[Apply what you read]
1: Answer these questions using the blog post on remote incident response:
(a) What complaint do the support tickets share?
(b) In the bad incident response scenario, who raises the outage first?
(c) Where, according to the post, do such scenarios happen far too often?
2: In one to three sentences, state why the blog post on remote incident response treats an all-remote engineering team as an added complication during an outage.
3: Reproduce a passage from the blog post on remote incident response. Begin at the words "what bad incident" and stop after "between individuals online.".

Selected extract section start

Production is on fire, and we are all remote | Marshall Shen

Production is on fire, and we are all remote

Production is on fire, and we are all remote

All of a sudden, things start to go badly. Support tickets begin to flood in with the same complaints - the app stops working. The engineers start to investigate in their own homes. The production app is on fire, and we are all remote.

Product incidents are stress-inducing. Every minute counts. A product incident when everyone works remotely is even more challenging. Incident management with a remote engineering team is a complex problem; this blog post attempts to provide some simple guidelines to follow.

what bad incident response looks like

Imagine a production outage happened with the following scenario:

  • the outage is raised by customers first, not the engineering team
  • the engineering team investigate the outage in silos
  • the company does not have a common understanding of what and who is working on the outage
  • the customers were left hanging without answers, and frustrated

The scenarios above paint a bleak picture. Such outage and respondence to outage damage customer trust and tarnish team morale. Unfortunately, these scenarios happen way too often at startups with small engineering team and fragile infrastructure. To add another layer of complication, having an all-remote engineering team means more required synchronization between individuals online.

Selected extract section end
Extracted material section start

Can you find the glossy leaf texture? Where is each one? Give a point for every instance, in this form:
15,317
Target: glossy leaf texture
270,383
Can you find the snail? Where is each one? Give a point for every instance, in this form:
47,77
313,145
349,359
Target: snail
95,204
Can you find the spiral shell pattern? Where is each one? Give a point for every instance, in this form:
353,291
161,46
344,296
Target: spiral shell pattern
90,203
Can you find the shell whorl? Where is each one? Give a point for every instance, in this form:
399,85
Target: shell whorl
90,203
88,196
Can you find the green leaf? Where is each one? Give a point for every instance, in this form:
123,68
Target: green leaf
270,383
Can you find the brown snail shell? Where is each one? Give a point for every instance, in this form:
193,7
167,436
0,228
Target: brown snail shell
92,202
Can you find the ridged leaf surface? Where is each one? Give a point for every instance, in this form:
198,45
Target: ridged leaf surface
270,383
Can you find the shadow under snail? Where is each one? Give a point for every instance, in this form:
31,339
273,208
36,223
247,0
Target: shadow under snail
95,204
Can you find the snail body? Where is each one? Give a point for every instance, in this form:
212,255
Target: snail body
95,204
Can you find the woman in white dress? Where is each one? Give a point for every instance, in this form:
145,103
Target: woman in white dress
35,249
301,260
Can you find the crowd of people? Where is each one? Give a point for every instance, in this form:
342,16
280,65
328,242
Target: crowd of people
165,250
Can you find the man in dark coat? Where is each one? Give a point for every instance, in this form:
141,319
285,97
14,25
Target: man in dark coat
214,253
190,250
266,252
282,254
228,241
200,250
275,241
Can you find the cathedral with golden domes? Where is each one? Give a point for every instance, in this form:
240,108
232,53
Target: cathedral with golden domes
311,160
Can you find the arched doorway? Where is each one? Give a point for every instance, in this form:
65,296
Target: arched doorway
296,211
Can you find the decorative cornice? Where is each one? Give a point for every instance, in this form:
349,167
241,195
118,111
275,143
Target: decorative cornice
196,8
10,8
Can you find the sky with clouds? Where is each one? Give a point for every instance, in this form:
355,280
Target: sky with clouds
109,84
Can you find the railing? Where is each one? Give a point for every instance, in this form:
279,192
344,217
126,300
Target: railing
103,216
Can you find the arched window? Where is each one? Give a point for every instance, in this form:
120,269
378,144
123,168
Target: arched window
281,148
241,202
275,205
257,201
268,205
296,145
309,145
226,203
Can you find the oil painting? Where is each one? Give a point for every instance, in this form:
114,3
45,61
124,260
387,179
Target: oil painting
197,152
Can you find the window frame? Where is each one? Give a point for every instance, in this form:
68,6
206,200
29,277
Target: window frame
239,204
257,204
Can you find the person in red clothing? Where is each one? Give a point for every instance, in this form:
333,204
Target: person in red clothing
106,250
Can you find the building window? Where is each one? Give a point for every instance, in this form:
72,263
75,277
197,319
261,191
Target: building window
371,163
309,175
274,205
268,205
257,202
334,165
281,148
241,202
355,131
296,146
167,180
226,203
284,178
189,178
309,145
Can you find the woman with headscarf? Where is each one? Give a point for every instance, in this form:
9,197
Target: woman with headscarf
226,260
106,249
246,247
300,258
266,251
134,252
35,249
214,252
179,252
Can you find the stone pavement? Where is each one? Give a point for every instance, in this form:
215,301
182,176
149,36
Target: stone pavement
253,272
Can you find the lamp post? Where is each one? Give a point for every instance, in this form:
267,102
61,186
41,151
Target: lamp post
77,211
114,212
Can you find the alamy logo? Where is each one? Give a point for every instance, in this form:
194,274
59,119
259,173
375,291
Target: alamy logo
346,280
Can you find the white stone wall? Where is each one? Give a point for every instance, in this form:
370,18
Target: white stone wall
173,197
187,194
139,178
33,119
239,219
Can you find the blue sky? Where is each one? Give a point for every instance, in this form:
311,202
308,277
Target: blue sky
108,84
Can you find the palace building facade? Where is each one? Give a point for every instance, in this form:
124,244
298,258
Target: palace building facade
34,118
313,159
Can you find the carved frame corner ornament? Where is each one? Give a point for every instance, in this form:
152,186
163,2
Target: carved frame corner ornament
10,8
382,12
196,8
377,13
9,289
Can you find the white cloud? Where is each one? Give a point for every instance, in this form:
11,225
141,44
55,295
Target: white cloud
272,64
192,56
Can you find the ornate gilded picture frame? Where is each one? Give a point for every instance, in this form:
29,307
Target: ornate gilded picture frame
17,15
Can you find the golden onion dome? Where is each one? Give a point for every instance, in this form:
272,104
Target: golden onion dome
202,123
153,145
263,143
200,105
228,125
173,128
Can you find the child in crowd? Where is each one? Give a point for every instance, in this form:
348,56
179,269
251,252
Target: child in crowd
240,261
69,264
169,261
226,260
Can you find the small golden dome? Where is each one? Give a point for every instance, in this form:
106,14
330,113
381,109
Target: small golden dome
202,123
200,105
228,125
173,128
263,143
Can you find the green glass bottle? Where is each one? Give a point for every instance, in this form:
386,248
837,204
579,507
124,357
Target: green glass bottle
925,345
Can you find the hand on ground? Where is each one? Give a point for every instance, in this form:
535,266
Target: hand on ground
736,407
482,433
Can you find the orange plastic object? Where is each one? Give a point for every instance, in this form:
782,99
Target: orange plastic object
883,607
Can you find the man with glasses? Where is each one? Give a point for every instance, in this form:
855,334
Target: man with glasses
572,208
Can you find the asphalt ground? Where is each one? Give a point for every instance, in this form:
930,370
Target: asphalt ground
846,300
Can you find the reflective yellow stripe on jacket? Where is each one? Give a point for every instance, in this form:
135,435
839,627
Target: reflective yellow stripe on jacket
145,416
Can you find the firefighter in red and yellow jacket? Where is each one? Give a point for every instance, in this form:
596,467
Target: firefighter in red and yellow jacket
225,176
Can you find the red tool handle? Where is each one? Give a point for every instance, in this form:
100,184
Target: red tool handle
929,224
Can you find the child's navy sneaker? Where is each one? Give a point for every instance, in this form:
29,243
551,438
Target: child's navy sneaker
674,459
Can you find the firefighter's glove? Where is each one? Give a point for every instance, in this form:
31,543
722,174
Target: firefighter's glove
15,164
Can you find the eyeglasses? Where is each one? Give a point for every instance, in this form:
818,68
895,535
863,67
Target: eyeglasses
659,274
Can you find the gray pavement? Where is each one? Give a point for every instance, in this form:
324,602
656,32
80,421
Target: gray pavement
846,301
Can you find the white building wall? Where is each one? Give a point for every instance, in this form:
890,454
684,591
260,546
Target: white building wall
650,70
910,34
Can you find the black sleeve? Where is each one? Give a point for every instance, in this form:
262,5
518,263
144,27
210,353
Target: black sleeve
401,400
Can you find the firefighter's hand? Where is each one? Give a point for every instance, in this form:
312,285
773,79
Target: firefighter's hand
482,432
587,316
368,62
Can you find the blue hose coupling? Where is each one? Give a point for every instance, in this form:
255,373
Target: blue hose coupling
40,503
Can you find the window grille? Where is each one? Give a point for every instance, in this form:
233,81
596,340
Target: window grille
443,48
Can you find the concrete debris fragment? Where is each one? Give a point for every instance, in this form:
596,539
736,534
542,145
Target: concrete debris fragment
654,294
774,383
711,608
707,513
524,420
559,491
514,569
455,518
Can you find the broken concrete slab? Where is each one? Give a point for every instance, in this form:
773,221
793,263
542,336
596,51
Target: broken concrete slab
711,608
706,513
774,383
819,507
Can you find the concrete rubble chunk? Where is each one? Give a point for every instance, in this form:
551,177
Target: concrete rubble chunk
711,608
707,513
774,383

Extracted material section end

[Solved tasks]
1:
(a) The app stops working.
(b) The customers raise it, not the engineering team.
(c) At startups with small engineering teams and fragile infrastructure.

2: According to the post, an all-remote engineering team requires more synchronization between individuals online. That need is an added layer of complication for a team already handling an outage.

3:
what bad incident response looks like

Imagine a production outage happened with the following scenario:

  • the outage is raised by customers first, not the engineering team
  • the engineering team investigate the outage in silos
  • the company does not have a common understanding of what and who is working on the outage
  • the customers were left hanging without answers, and frustrated

The scenarios above paint a bleak picture. Such outage and respondence to outage damage customer trust and tarnish team morale. Unfortunately, these scenarios happen way too often at startups with small engineering team and fragile infrastructure. To add another layer of complication, having an all-remote engineering team means more required synchronization between individuals online.